## What you are asked to do
Please substitute "detected" for "recognized" in the items, starting with the first line and going on through the line with "Detect: potted plant", that line included. Give those lines again with nothing else changed.

## Exercise data
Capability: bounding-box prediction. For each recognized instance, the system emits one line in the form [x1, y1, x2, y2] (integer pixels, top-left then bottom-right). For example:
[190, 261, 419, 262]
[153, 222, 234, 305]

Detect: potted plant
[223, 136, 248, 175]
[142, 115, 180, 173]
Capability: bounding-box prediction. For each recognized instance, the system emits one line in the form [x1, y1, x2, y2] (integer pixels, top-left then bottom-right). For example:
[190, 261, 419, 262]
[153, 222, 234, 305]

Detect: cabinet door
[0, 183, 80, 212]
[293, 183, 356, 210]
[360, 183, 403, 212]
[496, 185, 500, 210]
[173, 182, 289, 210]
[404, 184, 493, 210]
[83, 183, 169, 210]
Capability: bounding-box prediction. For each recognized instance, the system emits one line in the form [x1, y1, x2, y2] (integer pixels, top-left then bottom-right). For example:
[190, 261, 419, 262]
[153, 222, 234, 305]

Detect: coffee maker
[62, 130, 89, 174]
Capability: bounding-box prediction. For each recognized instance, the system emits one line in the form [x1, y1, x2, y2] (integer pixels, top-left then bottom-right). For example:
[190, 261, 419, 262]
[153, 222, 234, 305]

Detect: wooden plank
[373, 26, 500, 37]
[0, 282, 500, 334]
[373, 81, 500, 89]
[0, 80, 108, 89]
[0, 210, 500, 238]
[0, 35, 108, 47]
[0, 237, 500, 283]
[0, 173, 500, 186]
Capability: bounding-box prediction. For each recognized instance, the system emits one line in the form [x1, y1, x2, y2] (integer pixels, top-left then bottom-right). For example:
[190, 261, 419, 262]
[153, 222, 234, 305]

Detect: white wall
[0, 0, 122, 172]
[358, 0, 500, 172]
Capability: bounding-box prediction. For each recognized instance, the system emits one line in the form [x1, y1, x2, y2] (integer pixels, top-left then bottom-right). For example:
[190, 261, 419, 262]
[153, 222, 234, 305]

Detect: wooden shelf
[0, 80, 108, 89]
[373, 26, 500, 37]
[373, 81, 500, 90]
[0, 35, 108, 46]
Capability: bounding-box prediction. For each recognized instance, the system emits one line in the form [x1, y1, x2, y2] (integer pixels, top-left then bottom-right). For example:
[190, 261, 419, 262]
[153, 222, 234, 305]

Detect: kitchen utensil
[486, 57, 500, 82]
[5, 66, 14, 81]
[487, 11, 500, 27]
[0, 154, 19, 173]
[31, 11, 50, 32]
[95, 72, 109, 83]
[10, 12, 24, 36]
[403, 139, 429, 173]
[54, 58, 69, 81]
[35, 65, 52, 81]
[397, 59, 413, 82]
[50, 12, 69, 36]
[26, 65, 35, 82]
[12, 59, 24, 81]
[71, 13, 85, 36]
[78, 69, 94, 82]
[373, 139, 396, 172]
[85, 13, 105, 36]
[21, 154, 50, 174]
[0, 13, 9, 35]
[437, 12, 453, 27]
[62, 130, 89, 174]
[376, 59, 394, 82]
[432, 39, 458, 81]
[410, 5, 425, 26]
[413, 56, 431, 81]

## Exercise output
Capability: bounding-box prediction. For each detected instance, the system emits one line in the form [x1, y1, x2, y2] (integer pixels, top-left then bottom-right). For example:
[190, 261, 419, 262]
[153, 222, 234, 305]

Detect: potted plant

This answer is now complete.